Image location labeling entries

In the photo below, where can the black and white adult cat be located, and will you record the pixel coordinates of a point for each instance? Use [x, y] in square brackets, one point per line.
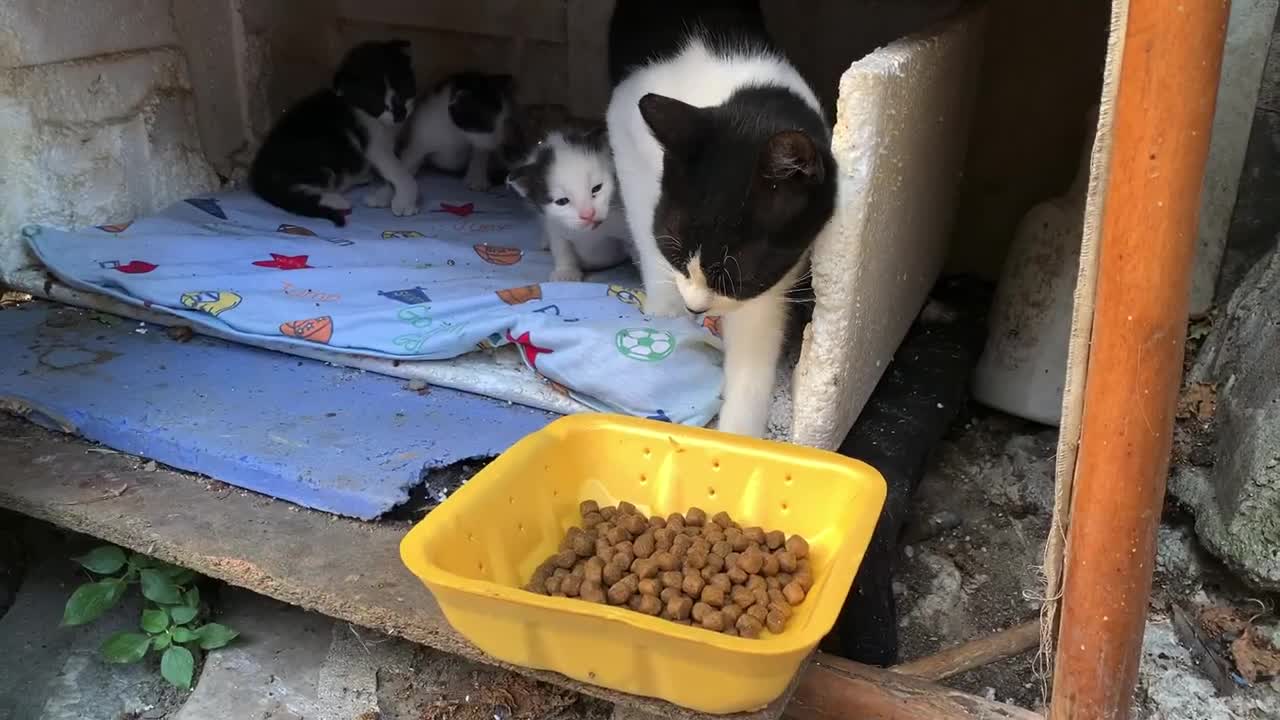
[726, 173]
[341, 136]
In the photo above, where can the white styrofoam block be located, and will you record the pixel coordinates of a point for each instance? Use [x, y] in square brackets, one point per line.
[900, 136]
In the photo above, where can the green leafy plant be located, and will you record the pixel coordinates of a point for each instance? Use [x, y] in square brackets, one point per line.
[170, 621]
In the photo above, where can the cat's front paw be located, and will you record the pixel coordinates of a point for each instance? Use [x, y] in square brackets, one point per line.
[379, 197]
[566, 276]
[743, 419]
[405, 204]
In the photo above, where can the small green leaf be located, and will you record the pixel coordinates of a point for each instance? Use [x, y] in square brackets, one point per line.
[183, 577]
[214, 636]
[91, 600]
[126, 647]
[177, 665]
[103, 560]
[138, 561]
[158, 587]
[155, 620]
[182, 614]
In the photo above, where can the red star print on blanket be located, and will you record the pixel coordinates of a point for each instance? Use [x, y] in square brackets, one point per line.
[528, 347]
[460, 210]
[284, 261]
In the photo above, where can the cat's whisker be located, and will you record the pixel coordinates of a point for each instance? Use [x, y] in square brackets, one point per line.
[735, 265]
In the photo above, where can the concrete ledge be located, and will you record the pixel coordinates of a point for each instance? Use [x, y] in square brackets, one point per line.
[344, 569]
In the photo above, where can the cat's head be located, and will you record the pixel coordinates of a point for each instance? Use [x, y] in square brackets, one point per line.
[745, 188]
[568, 178]
[378, 80]
[480, 103]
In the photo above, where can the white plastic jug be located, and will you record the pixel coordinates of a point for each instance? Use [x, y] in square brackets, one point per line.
[1023, 367]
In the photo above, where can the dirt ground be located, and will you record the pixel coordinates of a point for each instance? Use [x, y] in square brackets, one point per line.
[970, 559]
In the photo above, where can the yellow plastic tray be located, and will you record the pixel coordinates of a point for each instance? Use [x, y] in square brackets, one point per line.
[483, 543]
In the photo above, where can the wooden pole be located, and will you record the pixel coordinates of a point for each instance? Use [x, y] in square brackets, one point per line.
[974, 654]
[1168, 85]
[833, 688]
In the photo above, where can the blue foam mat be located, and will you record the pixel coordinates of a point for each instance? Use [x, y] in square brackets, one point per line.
[330, 438]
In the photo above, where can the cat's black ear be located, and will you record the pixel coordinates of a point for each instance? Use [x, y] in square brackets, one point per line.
[520, 178]
[792, 155]
[677, 126]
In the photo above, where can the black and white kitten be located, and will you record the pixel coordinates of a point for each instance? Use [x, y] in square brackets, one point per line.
[725, 168]
[462, 123]
[339, 137]
[568, 180]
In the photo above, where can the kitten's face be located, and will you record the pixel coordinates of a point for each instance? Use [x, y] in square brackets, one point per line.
[378, 80]
[739, 208]
[568, 178]
[479, 103]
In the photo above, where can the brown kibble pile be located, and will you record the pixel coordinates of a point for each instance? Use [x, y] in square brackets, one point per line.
[690, 569]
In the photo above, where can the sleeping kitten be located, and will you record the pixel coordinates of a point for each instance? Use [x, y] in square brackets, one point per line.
[461, 124]
[338, 137]
[725, 168]
[568, 180]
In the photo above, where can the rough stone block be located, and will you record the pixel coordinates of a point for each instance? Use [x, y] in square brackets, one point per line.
[94, 142]
[1248, 36]
[1237, 502]
[35, 32]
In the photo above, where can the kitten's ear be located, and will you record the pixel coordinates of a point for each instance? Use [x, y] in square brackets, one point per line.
[519, 180]
[792, 155]
[598, 136]
[677, 126]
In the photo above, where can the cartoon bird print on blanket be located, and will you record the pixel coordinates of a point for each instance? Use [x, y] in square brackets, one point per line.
[520, 295]
[284, 261]
[315, 329]
[634, 297]
[213, 301]
[288, 228]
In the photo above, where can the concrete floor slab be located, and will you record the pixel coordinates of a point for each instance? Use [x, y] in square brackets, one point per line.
[272, 670]
[346, 569]
[53, 673]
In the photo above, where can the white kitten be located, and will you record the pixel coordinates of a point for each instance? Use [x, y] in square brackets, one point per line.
[460, 124]
[568, 180]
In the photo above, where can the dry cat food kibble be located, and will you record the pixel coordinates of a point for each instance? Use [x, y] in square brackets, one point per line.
[691, 569]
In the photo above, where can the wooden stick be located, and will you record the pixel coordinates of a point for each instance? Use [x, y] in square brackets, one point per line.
[1168, 83]
[833, 688]
[974, 654]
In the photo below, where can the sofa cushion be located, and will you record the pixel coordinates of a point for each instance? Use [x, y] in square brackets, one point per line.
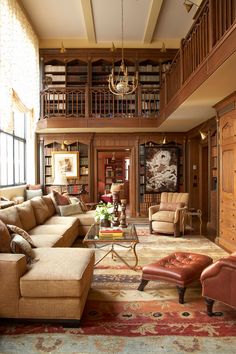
[51, 208]
[5, 239]
[59, 199]
[20, 245]
[70, 209]
[26, 214]
[61, 220]
[170, 206]
[10, 216]
[33, 193]
[87, 218]
[167, 216]
[17, 230]
[41, 210]
[61, 272]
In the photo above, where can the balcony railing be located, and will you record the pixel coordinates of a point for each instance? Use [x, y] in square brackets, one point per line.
[98, 102]
[213, 20]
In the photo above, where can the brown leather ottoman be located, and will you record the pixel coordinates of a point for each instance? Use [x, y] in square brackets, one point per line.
[181, 268]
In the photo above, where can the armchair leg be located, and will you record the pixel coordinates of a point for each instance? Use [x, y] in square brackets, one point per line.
[176, 230]
[209, 304]
[181, 291]
[142, 284]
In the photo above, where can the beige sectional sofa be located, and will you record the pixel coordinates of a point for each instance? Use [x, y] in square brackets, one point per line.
[56, 285]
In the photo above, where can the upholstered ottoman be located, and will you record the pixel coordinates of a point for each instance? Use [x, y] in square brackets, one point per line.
[180, 268]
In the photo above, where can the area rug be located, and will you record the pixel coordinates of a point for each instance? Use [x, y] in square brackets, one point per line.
[120, 319]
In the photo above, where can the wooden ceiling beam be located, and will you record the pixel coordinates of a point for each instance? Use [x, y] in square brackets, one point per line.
[152, 20]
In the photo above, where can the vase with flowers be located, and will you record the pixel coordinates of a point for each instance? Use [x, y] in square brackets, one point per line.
[104, 214]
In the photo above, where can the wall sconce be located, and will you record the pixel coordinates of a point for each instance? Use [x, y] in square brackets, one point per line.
[163, 48]
[203, 134]
[188, 4]
[63, 49]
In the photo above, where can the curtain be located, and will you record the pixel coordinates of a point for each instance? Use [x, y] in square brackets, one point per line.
[19, 65]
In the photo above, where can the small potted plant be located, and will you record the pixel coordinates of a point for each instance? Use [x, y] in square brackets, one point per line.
[104, 214]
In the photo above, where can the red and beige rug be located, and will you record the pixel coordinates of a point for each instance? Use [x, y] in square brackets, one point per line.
[120, 319]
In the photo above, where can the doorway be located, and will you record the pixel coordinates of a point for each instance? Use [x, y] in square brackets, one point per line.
[204, 190]
[113, 166]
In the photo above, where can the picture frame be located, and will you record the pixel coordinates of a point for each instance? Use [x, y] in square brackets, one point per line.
[65, 163]
[161, 169]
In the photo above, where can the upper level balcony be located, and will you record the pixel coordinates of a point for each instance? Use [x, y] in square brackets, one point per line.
[206, 48]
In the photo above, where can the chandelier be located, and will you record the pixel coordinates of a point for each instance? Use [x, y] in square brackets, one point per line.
[123, 83]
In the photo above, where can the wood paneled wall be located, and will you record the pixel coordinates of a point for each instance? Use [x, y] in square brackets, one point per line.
[226, 111]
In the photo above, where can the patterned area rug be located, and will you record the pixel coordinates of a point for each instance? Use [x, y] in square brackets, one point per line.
[120, 319]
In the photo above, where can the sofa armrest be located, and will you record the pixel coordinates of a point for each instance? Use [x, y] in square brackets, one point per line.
[152, 210]
[217, 267]
[12, 267]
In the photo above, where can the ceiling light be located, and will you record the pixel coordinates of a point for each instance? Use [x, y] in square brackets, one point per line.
[122, 83]
[189, 4]
[63, 49]
[203, 134]
[163, 48]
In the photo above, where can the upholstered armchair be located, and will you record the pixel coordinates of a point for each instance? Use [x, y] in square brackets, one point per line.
[168, 217]
[219, 282]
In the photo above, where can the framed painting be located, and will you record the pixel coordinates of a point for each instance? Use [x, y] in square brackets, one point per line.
[161, 169]
[65, 163]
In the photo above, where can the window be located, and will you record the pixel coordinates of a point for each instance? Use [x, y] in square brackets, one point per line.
[12, 152]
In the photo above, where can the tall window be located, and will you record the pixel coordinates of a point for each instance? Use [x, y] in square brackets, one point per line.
[13, 152]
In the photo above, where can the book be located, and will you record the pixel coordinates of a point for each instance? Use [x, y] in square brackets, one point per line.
[110, 233]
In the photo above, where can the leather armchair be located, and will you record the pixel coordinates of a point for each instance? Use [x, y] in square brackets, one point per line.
[168, 217]
[219, 282]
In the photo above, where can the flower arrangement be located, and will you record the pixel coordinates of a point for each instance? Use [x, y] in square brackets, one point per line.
[104, 211]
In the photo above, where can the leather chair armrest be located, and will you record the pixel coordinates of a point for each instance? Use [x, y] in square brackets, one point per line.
[152, 210]
[217, 267]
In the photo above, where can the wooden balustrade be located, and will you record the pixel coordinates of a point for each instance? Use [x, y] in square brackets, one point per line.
[98, 102]
[212, 21]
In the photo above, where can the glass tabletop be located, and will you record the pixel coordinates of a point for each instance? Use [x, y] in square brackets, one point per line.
[129, 234]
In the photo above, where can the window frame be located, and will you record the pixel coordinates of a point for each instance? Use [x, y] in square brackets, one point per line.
[16, 138]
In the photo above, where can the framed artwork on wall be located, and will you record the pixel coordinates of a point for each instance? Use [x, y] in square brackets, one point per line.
[65, 163]
[161, 169]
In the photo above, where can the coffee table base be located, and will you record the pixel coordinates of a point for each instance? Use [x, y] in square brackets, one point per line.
[114, 253]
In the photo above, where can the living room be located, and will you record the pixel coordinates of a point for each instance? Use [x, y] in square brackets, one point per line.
[57, 103]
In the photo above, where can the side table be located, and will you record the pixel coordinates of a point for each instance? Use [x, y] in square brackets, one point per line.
[189, 214]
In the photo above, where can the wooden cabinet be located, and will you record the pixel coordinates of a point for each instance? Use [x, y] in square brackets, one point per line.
[74, 183]
[227, 185]
[114, 172]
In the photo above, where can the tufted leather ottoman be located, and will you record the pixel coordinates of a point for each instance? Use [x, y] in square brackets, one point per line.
[181, 268]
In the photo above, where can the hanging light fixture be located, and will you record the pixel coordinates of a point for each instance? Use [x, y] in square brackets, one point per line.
[122, 84]
[63, 49]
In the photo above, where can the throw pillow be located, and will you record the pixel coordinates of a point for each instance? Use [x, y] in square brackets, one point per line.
[31, 193]
[71, 209]
[5, 238]
[41, 210]
[17, 230]
[20, 245]
[170, 206]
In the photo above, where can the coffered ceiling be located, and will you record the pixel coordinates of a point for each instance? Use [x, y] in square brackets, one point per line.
[147, 24]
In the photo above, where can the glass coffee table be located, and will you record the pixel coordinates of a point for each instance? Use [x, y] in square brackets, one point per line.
[129, 240]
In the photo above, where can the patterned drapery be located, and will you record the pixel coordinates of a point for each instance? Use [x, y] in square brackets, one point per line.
[19, 64]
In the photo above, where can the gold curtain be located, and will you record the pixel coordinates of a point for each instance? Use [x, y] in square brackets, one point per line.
[19, 65]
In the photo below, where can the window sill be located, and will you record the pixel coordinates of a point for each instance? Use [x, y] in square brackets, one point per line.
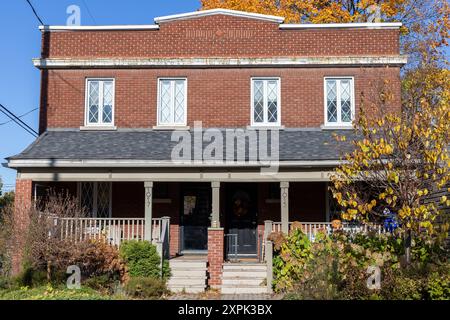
[263, 127]
[184, 128]
[336, 127]
[98, 128]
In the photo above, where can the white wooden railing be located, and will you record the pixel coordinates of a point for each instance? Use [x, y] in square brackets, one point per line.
[312, 228]
[112, 230]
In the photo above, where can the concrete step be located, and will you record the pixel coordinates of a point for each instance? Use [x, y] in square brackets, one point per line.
[243, 282]
[243, 290]
[188, 273]
[187, 289]
[185, 264]
[244, 274]
[244, 266]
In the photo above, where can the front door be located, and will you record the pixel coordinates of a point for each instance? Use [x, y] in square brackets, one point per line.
[242, 205]
[195, 217]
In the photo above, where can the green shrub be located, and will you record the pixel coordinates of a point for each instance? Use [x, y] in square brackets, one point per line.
[142, 259]
[438, 286]
[145, 288]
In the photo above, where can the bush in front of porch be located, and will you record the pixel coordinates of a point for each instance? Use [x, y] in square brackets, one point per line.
[147, 275]
[336, 267]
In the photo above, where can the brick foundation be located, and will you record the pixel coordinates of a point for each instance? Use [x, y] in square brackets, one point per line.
[22, 203]
[215, 256]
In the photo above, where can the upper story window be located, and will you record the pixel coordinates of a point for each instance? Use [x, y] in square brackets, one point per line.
[172, 102]
[339, 101]
[265, 108]
[100, 102]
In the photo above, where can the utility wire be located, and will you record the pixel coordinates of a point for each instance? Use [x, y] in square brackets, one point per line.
[18, 121]
[21, 116]
[89, 12]
[35, 13]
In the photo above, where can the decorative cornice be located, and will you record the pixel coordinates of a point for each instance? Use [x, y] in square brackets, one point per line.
[55, 63]
[204, 13]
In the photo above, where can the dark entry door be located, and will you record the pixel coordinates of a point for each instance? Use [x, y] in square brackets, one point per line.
[195, 217]
[242, 205]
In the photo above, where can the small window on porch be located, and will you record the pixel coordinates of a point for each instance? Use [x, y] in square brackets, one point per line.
[96, 198]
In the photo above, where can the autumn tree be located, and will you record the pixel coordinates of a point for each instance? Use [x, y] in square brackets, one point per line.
[400, 159]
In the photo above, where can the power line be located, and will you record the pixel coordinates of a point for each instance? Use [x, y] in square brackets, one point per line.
[18, 121]
[21, 116]
[89, 12]
[35, 13]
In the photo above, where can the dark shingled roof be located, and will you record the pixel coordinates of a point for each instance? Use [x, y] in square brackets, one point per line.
[295, 145]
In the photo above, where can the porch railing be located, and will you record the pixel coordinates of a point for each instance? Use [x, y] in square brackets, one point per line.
[112, 230]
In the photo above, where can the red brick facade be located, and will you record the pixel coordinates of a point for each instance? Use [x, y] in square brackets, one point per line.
[217, 97]
[22, 204]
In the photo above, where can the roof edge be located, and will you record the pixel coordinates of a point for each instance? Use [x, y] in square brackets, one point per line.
[228, 12]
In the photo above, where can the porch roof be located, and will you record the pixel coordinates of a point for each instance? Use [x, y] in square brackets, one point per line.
[154, 145]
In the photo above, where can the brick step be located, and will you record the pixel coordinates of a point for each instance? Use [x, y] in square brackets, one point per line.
[188, 289]
[244, 273]
[243, 282]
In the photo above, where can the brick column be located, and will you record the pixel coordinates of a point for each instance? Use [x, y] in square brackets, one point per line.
[174, 239]
[215, 256]
[22, 204]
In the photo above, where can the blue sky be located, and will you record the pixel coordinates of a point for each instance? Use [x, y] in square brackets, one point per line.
[20, 81]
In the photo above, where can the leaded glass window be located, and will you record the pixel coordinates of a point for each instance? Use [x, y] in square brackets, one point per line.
[339, 101]
[266, 101]
[172, 102]
[100, 102]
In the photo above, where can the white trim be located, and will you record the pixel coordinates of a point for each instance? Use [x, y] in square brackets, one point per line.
[102, 163]
[399, 60]
[99, 28]
[366, 25]
[100, 124]
[205, 13]
[162, 126]
[339, 123]
[265, 123]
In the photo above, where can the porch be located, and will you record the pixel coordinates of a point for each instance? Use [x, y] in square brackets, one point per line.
[186, 212]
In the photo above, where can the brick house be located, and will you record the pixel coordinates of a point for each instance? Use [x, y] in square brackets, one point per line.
[114, 97]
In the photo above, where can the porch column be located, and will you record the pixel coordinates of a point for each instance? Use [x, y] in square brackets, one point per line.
[148, 185]
[284, 186]
[22, 204]
[215, 240]
[215, 216]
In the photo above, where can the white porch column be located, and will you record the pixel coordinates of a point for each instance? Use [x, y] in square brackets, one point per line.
[215, 216]
[284, 187]
[148, 185]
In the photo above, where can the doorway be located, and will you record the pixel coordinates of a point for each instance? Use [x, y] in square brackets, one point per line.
[195, 217]
[241, 217]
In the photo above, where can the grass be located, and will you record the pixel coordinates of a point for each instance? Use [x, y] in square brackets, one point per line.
[48, 292]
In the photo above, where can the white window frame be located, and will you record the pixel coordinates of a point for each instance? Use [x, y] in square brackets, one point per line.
[265, 123]
[339, 123]
[100, 123]
[158, 109]
[95, 197]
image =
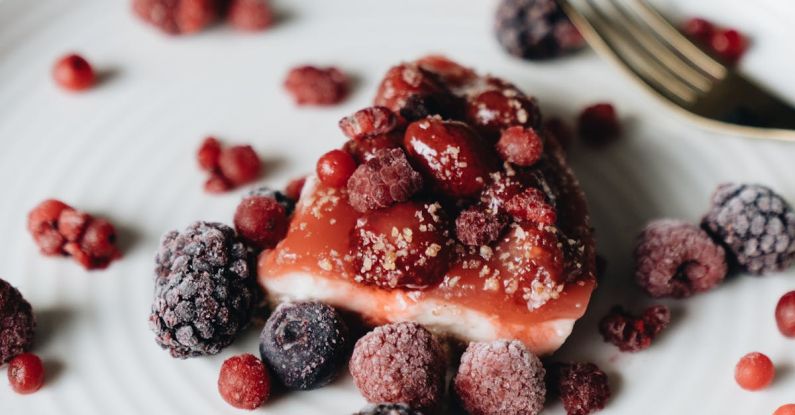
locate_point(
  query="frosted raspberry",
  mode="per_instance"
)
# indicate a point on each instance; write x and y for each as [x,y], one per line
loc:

**Request:** Copy out, unchanged, the span of lines beginning with the one that includes "In the photo above, where can the brick house" and running through the final line of the material above. Leave the pictures out.

**Right answer:**
In the photo above, where can the brick house be located, and will you record the pixel coordinates of a point for each instance? Use [x, y] in square brackets, one point per line.
[114, 97]
In the photo above, where can the porch column be located, and will you record the pixel coordinates of a point for each instance? Use [x, y] in square brackets, one point per line.
[148, 185]
[284, 186]
[22, 204]
[215, 240]
[215, 216]
In the photo above, where can the white porch column be located, and will you record the pixel coordinates of a point for each instance? Use [x, y] in square brackets, one point per line.
[215, 216]
[284, 187]
[148, 185]
In the photo above, where can the doorway be located, and will you record the pixel coordinates of a point for each instance? Use [x, y] in square brackets, one point per line.
[195, 217]
[241, 217]
In the photo above, where can the grass be located, and will you record the pixel coordinates of a point for each instance? Use [x, y] in square brackets, one point per line.
[48, 292]
In the photo above, where can the white window frame be located, and will you record the pixel coordinates of a point for each instance? Use [x, y] in square brackets, one point per line.
[265, 123]
[339, 123]
[100, 123]
[158, 109]
[95, 197]
image =
locate_point(
  query="frosted raspberry",
  mode="per_instance"
)
# indicate a point on each instance; write x and y for each as [x,y], one per line
loc:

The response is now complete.